* TEXT SECTION *

Today would be the 100th birthday for my father, Frank McCarter.
That’s mind-boggling in so many ways.
First, to accept the fact that someone I think of daily has not been alive since April 4, 2007.

Second, to realize that my mother, whose Alzheimer’s disease we believe was partly triggered by depression over my father’s death, has been gone since Jan. 4, 2012. She was 85, and there was grace in her departure; future years would have been a worsening trial of sadness, frustration and hopelessness for her, and us.
It’s mind-boggling to consider all that transpired in my father’s lifetime, from cars as transportation to space travel, from the Depression to World War II, during which he served in the Army Air Corps.
He went from parenthood to grandparenthood as he neared his 60s, the latter role unearthing a sense of humor that was seldom evident when my brother Bryan and I fought in the den, spilled model airplane paint on the living room carpet or almost set afire the house with a chemistry experiment.

(Entries drawn from a collection)
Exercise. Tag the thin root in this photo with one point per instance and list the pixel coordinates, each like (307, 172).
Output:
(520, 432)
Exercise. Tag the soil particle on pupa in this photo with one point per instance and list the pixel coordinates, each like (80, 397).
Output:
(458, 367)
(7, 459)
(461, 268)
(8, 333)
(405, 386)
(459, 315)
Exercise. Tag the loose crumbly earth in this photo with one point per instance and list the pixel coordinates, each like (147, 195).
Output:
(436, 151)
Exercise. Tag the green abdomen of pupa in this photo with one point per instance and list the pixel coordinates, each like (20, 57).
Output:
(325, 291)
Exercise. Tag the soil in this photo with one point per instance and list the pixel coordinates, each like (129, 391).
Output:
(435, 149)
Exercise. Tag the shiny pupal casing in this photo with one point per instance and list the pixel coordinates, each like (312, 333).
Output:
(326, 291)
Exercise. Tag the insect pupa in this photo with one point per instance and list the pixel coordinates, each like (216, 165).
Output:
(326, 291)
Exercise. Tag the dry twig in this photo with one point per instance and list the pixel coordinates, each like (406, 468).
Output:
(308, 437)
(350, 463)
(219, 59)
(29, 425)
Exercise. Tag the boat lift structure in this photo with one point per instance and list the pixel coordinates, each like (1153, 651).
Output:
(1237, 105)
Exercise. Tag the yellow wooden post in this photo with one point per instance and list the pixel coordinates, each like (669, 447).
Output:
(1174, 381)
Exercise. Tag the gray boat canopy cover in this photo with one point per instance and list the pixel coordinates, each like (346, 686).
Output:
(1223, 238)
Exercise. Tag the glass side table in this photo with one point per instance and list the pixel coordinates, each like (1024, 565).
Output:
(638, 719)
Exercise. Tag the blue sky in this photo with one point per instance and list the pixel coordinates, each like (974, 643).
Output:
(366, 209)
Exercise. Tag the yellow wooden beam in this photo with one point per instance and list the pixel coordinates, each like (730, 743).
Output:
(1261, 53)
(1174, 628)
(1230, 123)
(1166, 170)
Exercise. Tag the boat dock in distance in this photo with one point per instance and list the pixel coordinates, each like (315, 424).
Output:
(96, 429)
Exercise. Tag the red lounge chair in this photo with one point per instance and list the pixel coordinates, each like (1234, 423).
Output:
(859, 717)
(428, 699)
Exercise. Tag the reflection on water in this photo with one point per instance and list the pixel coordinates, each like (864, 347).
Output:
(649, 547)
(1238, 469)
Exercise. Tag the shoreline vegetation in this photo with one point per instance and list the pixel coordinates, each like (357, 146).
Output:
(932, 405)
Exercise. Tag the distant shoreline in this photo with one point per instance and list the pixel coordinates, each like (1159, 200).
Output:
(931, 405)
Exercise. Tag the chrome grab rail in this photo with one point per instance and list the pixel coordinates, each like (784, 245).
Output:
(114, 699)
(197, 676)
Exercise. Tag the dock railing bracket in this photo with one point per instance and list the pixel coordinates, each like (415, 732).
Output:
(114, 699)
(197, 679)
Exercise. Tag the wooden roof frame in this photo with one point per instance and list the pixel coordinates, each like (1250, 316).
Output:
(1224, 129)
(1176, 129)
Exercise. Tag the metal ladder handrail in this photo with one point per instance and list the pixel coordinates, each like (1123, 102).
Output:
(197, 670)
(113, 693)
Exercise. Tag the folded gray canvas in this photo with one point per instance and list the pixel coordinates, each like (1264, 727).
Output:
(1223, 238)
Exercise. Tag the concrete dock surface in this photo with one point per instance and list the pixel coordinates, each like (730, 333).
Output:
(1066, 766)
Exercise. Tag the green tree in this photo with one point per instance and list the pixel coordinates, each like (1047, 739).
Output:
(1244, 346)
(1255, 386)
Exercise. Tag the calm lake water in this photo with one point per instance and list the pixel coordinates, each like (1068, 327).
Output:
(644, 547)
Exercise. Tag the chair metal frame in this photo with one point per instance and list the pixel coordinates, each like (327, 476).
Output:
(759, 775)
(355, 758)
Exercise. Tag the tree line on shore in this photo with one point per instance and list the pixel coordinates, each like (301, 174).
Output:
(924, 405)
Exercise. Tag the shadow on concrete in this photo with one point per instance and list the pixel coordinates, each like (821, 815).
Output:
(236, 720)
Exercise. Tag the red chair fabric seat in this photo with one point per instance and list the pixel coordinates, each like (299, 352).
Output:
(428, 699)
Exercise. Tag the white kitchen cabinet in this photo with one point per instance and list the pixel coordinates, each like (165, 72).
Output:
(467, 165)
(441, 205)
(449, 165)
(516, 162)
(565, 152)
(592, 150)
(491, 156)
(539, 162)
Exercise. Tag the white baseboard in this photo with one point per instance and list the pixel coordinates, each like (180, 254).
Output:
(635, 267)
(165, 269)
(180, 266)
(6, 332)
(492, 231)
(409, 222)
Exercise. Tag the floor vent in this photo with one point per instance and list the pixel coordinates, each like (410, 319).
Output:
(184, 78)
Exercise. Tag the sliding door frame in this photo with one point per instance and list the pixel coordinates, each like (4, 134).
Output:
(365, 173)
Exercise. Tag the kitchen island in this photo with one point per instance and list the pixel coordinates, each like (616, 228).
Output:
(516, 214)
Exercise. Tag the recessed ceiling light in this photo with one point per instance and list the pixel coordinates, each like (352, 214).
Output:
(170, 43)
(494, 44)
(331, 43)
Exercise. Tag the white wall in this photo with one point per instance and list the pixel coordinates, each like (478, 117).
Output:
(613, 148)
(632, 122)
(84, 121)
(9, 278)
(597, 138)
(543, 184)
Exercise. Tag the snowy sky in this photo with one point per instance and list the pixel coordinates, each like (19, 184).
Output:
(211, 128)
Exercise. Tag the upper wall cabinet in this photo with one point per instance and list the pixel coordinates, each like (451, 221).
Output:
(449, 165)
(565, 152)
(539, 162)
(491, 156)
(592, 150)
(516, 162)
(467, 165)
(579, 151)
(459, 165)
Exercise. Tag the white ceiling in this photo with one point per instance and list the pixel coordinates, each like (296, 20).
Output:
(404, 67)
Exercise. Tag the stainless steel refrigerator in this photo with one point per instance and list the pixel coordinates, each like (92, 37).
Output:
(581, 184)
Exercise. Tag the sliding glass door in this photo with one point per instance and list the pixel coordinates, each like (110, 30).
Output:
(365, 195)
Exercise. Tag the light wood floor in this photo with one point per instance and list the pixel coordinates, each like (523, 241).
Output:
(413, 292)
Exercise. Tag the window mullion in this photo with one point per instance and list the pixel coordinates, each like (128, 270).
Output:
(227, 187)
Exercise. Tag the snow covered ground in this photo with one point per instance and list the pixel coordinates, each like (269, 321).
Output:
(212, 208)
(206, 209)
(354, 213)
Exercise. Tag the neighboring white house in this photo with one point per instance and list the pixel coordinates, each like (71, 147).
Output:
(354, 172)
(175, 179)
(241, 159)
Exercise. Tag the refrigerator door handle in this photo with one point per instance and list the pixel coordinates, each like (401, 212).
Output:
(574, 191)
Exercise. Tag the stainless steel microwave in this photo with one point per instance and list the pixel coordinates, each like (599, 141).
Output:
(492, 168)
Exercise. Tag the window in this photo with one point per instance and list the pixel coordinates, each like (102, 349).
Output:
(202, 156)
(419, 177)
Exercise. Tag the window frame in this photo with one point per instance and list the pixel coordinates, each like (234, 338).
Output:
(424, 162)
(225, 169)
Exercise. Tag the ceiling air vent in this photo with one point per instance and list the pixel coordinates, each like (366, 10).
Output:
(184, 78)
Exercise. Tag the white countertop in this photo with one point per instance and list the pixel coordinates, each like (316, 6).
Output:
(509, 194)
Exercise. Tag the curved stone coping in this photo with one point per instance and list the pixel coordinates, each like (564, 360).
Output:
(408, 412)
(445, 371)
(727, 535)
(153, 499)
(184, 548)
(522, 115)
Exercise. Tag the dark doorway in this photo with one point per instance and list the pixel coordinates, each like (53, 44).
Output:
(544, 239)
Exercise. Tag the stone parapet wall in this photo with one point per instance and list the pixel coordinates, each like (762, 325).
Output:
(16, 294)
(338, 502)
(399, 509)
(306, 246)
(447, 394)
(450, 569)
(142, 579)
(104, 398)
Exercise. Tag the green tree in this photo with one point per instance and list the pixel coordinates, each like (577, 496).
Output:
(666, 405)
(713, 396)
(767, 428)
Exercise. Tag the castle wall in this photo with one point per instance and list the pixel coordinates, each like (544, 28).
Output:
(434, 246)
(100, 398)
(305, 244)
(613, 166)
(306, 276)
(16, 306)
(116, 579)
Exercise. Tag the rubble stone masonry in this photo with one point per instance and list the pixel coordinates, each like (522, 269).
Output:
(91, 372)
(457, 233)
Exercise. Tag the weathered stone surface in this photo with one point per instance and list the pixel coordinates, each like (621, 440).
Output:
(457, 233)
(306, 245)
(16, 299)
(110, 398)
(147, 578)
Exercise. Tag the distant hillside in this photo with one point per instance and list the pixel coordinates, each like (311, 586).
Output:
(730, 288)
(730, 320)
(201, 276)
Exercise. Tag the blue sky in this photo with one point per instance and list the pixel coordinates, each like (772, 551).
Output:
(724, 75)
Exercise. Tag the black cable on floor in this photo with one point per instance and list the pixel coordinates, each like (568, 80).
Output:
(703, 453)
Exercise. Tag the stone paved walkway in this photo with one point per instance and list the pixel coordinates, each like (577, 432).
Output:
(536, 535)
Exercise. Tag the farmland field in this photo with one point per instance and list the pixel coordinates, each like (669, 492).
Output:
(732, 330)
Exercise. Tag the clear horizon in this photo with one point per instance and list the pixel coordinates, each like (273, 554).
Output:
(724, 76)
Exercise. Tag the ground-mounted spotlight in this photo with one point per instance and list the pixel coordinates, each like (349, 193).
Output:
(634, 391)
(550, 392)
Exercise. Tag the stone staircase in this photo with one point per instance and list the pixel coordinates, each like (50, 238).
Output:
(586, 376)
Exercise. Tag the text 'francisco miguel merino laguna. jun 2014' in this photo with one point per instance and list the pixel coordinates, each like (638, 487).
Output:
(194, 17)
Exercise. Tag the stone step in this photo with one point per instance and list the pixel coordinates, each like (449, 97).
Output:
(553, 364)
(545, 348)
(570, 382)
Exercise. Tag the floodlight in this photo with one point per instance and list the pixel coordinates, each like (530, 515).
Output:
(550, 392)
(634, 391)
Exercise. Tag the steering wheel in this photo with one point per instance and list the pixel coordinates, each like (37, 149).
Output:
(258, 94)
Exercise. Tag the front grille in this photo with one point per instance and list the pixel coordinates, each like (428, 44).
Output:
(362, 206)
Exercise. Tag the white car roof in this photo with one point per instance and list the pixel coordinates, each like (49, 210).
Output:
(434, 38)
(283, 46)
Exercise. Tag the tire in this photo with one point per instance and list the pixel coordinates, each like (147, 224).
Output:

* WORK ORDER 1 *
According to the remembrance of Frank McCarter, what did he serve in during World War II?
* WORK ORDER 2 *
Carry on with the remembrance of Frank McCarter, starting right after its last sentence.
The records have nothing to do with the remembrance of Frank McCarter.

* RESULT 1 *
The Army Air Corps.

* RESULT 2 *
We convinced him to put his life on paper, since so many stories had gone untold, symptomatic of the stoicism of the Greatest Generation.
“My First 85 Years,” he titled his autobiography, a phrase that evoked optimism of a sequel, if not another decade or so. Alas, time took its inevitable toll. Less than seventeen months after the family was gifted with copies of the book for Christmas, he peacefully passed away, family at his side.
I’ve written hundreds of words about my father through the years, and thousands upon thousands of words about fathers and sons. I suspect many of the words in those fathers-and-sons stories were inspired by my own father.
As I try to articulate what Daddy was, it dawns on me that the best way is to say he was there. Or, conversely, he wasn’t there when he didn’t need to be, if that makes sense.
He was there, any day we asked, to slap ground balls our direction on the makeshift ballfield we shared with Mrs. Murphy’s yard next door. Yet he didn’t force himself as one of our organized-ball coaches, which he knew would be uncomfortable. He was there to instruct the proper use of tools – wish I’d listened as well as Bryan did – and patient when they got misused.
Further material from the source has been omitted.